Segment Start: Extract provided
Cat Saved from Mite Attack

By Molly Christopher / Photography by Will Howell

Daniel the cat was difficult to look at. Swollen, with matted fur and eyes nearly closed, this white and orange spotted long-hair mix was, in a word, miserable.

When he arrived at Charleston Animal Society in the first week of January, it was clear he needed immediate medical attention. But what was causing him so much pain?

A few skin scrapes later, and with the help of a microscope, the culprits were found. Thousands of tiny mites eating away at Daniel’s skin – he had scabies.

“When we first saw him, he was so pitiful, but we knew we had to make the effort to save him,” said Charleston Animal Society Shelter Health Manager Nadia Siekert.

Little is known about his background or where he came from, but clinic staff believe Daniel was most likely a free roaming cat living in the Charleston County area before he arrived at the shelter. He likely caught scabies after rubbing up against another infected cat.

Scabies is an external parasite in which thousands of mites attack and tunnel into the skin. The infestation causes an array of symptoms, including killing off skin cells – leaving behind dry, crusty, dead skin.
Segment End: Extract provided
Segment Start: Data listing
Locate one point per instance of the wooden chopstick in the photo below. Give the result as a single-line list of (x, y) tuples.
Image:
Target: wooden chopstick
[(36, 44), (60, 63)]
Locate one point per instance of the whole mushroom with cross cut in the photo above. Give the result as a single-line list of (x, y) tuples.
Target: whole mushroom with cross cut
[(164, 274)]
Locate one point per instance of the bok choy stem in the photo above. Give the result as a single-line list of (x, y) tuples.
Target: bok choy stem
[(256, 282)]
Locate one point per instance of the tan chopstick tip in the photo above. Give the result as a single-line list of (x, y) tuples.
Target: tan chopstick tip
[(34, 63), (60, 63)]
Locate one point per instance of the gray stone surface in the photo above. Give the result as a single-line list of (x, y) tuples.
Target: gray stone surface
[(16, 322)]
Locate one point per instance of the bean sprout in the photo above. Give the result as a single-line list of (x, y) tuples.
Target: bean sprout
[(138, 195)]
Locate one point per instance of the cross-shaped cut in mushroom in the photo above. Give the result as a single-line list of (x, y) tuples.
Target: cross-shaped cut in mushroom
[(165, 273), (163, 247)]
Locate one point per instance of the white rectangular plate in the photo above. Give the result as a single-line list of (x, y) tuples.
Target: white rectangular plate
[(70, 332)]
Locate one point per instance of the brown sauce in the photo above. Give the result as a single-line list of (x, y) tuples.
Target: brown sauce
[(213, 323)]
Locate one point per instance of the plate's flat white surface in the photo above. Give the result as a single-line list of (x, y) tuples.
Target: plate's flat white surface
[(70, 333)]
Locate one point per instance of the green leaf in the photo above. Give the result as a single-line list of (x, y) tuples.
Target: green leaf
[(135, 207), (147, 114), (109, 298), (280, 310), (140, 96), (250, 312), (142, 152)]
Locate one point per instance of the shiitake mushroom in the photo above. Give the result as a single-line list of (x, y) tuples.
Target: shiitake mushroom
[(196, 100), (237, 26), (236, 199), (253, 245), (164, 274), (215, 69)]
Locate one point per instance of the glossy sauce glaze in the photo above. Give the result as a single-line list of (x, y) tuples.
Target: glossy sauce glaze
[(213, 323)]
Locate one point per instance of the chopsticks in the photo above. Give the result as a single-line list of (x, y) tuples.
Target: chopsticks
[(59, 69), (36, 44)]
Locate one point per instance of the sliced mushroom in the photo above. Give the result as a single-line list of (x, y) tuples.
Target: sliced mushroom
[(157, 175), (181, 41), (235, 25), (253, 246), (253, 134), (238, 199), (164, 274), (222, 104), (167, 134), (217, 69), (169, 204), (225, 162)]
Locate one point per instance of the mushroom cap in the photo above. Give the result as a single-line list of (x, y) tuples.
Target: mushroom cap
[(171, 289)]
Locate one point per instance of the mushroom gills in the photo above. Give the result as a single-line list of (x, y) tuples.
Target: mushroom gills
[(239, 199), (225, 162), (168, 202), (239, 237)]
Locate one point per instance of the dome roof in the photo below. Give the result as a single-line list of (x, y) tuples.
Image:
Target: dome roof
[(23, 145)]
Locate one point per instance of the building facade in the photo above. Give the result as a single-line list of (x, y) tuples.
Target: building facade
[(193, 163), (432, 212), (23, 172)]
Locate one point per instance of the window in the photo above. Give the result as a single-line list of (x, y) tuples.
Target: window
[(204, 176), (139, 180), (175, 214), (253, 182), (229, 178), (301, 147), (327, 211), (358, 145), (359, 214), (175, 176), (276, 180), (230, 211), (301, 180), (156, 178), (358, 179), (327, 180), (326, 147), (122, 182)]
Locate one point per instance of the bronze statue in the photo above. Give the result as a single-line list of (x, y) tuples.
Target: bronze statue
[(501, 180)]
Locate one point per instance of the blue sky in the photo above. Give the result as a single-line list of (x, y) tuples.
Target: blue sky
Segment End: Data listing
- [Study questions]
(A) Name every person identified by name in the scabies article.
(B) Copy out the stretch of the scabies article from "A few skin scrapes" through "another infected cat.", word for word.
The entries can be set aside.

- [Exercise results]
(A) Molly Christopher, Will Howell, Nadia Siekert

(B)
A few skin scrapes later, and with the help of a microscope, the culprits were found. Thousands of tiny mites eating away at Daniel’s skin – he had scabies.

“When we first saw him, he was so pitiful, but we knew we had to make the effort to save him,” said Charleston Animal Society Shelter Health Manager Nadia Siekert.

Little is known about his background or where he came from, but clinic staff believe Daniel was most likely a free roaming cat living in the Charleston County area before he arrived at the shelter. He likely caught scabies after rubbing up against another infected cat.